The exercise:
Reproduce only this part of the listing: the line with "Note: for every instance of the grated", plus every line after it through the last.

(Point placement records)
________________________

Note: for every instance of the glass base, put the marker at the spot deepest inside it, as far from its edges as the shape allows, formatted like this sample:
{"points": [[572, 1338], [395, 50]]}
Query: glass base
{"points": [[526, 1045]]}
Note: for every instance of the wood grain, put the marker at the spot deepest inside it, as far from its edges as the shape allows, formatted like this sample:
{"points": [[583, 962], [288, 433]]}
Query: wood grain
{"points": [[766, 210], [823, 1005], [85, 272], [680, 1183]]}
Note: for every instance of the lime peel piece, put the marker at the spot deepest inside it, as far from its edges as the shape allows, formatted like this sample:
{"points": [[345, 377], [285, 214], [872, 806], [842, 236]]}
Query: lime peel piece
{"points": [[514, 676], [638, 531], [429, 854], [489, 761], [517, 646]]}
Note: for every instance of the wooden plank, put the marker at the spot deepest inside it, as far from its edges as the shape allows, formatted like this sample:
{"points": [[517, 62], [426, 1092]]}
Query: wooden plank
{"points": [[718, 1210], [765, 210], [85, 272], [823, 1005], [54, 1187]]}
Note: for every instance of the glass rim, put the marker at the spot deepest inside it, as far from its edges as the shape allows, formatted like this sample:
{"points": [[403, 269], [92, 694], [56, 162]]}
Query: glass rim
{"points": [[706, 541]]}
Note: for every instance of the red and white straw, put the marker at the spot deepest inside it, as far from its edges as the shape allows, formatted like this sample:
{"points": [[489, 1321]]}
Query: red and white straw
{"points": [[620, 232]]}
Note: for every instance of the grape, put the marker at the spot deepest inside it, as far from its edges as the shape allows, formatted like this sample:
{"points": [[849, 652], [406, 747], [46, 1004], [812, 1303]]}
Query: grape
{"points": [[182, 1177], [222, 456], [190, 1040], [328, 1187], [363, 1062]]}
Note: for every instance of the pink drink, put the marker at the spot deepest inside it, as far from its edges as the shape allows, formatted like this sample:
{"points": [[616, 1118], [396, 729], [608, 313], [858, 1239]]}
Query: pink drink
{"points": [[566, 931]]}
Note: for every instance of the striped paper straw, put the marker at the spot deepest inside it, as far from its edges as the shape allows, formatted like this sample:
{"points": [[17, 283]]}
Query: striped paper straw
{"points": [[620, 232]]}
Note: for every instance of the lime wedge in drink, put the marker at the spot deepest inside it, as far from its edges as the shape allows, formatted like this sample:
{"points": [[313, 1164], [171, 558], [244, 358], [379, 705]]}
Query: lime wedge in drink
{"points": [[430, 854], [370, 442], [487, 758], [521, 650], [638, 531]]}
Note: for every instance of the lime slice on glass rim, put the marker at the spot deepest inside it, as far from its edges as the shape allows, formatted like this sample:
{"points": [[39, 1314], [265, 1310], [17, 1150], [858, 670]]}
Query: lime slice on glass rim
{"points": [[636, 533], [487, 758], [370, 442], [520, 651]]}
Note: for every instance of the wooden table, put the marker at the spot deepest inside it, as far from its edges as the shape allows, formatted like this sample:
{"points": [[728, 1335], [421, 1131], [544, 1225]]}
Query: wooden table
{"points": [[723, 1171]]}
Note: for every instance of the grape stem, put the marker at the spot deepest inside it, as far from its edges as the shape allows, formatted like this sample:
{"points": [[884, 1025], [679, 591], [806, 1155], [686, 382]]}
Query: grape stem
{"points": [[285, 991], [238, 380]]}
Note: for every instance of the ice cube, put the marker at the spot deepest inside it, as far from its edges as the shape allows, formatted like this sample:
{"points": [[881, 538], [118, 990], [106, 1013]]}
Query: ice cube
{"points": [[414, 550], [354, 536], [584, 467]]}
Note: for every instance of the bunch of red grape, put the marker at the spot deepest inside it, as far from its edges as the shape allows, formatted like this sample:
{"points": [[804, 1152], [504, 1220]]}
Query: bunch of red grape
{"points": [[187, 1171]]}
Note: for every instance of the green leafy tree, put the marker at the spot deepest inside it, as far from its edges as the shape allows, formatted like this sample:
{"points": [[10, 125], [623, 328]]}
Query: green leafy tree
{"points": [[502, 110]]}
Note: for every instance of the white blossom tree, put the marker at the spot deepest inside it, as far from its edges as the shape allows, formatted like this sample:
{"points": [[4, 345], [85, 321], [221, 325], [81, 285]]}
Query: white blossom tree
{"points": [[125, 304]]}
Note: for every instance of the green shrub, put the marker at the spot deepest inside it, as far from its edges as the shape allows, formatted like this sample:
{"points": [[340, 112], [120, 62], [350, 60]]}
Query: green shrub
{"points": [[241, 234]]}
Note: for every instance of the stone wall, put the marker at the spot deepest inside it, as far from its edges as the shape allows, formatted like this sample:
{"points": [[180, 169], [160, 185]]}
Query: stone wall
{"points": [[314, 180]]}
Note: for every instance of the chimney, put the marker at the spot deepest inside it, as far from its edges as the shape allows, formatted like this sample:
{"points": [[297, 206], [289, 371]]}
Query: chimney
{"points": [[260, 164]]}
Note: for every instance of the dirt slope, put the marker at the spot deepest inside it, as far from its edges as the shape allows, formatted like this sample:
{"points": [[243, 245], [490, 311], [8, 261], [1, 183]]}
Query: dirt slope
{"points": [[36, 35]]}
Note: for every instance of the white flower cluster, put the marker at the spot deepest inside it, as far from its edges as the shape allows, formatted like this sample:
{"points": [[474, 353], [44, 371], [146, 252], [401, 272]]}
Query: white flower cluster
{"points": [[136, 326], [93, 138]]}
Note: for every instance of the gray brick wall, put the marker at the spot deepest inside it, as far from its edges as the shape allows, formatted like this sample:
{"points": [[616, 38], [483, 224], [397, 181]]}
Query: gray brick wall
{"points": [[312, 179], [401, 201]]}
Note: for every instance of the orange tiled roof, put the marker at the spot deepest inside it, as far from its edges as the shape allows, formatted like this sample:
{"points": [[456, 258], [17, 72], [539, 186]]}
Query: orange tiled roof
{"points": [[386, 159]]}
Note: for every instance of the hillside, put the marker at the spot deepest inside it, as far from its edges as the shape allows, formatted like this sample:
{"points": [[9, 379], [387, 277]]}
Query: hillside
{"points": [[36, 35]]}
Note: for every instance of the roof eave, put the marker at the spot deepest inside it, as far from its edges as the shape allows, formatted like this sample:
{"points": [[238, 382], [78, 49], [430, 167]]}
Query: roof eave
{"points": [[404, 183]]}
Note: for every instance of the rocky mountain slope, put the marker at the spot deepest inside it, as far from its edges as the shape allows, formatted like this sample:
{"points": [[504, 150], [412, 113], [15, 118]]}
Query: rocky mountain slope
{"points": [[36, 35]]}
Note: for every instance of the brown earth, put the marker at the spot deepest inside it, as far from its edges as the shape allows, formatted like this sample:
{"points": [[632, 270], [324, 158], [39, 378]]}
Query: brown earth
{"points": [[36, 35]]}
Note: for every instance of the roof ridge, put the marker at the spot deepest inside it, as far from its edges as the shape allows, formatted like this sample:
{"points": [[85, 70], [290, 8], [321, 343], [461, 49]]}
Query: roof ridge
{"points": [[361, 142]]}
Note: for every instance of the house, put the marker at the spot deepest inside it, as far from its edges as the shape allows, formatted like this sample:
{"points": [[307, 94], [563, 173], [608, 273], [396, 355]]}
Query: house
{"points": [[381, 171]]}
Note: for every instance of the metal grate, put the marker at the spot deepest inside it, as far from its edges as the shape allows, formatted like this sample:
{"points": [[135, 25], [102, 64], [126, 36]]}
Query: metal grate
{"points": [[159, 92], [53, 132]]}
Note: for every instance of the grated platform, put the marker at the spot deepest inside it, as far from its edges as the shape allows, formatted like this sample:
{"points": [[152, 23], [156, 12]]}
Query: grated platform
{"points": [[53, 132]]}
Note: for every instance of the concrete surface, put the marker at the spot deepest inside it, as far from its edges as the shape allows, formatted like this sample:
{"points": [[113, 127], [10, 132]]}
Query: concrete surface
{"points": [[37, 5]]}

________________________

Answer for this exercise:
Note: for every instance of the grated platform, put the marker at the spot deepest inside it, as far from its edges as the shape allows, formatted like this sample:
{"points": [[152, 23], [156, 12]]}
Query: grated platform
{"points": [[53, 132]]}
Note: for every instance of the concrete surface, put the marker at the spot deepest inside it, as far from its edges as the shape allows, formatted like this sample:
{"points": [[113, 127], [10, 132]]}
Query: concrete surface
{"points": [[37, 5]]}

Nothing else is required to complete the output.